[Page excerpt]:
[Start of Attachment]
Architecture Improvements¶

🏗️ Strategy Pattern implementation with provider classes
🏭 Factory Pattern for provider creation
🎯 BaseProvider abstract class for consistent interface
📦 Concrete providers: OpenAIProvider, GroqProvider, GeminiProvider, OllamaProvider
🔧 ProviderFactory for centralized provider management

Changed¶

🔄 chat_completion() now includes automatic retry logic by default
🔄 Error messages are more descriptive with custom exceptions
🔄 Better type hints and documentation throughout
📚 Refactored codebase for better maintainability

Dependencies¶

➕ Added tenacity>=8.2.0 for retry logic

Examples¶

📖 examples/streaming_example.py - Comprehensive streaming examples
📖 Demonstrates retry behavior and exception handling

Tests¶

🧪 Full test coverage for streaming functionality
🧪 Tests for retry logic with transient failures
🧪 Exception handling tests
🧪 Provider switching with streaming support

Maintained¶

✅ 100% backward compatibility
✅ All existing functionality preserved
✅ No breaking changes

[0.1.0] - 2024-11-XX¶

Added¶

🎉 Initial release
🤖 Support for multiple LLM providers:
OpenAI (GPT-4, GPT-4o, GPT-3.5-turbo)
[End of Attachment]
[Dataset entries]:
[Start of Attachment]
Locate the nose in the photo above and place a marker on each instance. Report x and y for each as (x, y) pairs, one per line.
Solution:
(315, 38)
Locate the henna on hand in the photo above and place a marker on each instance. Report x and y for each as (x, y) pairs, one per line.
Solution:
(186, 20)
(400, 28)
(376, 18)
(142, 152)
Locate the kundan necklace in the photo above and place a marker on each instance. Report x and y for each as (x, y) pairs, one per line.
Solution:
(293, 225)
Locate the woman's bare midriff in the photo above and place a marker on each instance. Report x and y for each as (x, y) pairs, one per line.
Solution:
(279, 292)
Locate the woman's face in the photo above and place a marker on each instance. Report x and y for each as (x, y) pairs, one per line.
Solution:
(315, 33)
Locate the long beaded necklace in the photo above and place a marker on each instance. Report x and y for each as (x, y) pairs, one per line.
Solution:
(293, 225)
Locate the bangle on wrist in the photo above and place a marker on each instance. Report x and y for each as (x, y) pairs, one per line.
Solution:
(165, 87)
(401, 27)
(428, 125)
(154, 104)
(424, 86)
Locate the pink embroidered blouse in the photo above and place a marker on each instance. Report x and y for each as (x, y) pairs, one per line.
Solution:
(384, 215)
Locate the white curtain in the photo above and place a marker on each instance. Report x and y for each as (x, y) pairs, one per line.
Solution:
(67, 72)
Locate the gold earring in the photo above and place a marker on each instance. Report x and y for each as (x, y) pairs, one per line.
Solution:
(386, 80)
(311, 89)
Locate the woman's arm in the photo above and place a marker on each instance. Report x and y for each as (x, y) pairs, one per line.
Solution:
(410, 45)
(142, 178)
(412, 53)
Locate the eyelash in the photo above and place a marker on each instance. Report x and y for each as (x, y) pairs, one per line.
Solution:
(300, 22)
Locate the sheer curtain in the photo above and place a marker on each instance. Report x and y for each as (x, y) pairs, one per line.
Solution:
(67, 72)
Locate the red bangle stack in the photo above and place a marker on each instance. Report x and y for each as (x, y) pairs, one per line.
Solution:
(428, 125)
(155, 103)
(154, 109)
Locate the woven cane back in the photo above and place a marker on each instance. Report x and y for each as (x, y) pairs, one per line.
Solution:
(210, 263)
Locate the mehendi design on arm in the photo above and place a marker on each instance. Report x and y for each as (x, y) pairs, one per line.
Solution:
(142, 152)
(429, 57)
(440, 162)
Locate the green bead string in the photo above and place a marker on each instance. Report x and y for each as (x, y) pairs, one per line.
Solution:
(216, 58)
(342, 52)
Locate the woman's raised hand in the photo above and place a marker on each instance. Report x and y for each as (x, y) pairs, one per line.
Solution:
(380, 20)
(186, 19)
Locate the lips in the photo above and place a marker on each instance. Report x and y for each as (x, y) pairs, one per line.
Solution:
[End of Attachment]
[Study questions]:
A. Replace "Initial release" with "First public release" in the changelog excerpt, and write out the stretch from "Maintained¶" through "(GPT-4, GPT-4o, GPT-3.5-turbo)" with that change.
B. Please extend the changelog excerpt, starting right after its last line.

[Numbered answers]:
A.
Maintained¶

✅ 100% backward compatibility
✅ All existing functionality preserved
✅ No breaking changes

[0.1.0] - 2024-11-XX¶

Added¶

🎉 First public release
🤖 Support for multiple LLM providers:
OpenAI (GPT-4, GPT-4o, GPT-3.5-turbo)

B.
Groq (Llama, Mixtral, Gemma models)
Google Gemini (Gemini 2.0 Flash, Gemini 2.5 Flash)
Ollama (local models)
🔍 Automatic API detection based on available API keys
🔄 Dynamic provider switching at runtime with switch_provider()
⚙️ Unified interface - one method for all LLM backends
🔧 Flexible configuration - model, temperature, max_tokens customizable
🔐 Google Colab support - automatic secret loading from userdata
📦 Zero-config - works out-of-the-box with Ollama (no API keys needed)
🧩 llama-index integration via LLMClientAdapter
🧪 Comprehensive test suite with >90% coverage
📚 Detailed documentation with examples and tutorials
📓 Jupyter notebooks for RAG applications

Project Structure¶

Clean architecture with provider abstraction
CI/CD pipelines (GitHub Actions)
Automated testing (pytest)
Code quality tools (black, ruff, mypy, bandit)
Pre-commit hooks for code quality

Documentation¶

Comprehensive README with examples
Contribution guidelines (development/contributing.md)
Test documentation (tests/README.md)
Notebook tutorials for RAG applications

Release History¶

0.3.0 - Token counting, async support, configuration files, Ollama Cloud
0.2.0 - Streaming, retry logic, custom exceptions
0.1.0 - Initial release with multi-provider support

Upgrading¶

From 0.2.0 to 0.3.0¶

No breaking changes. New features are opt-in:

# Token counting (optional)
token_count = client.count_tokens(messages)

# Async support (optional)
async_client = LLMClient(use_async=True)
response = await async_client.achat_completion(messages)

# Config files (optional)
client = LLMClient.from_config("config.yaml")

# Ollama Cloud (optional)
cloud_client = LLMClient(llm="gpt-oss:120b-cloud", use_ollama_cloud=True)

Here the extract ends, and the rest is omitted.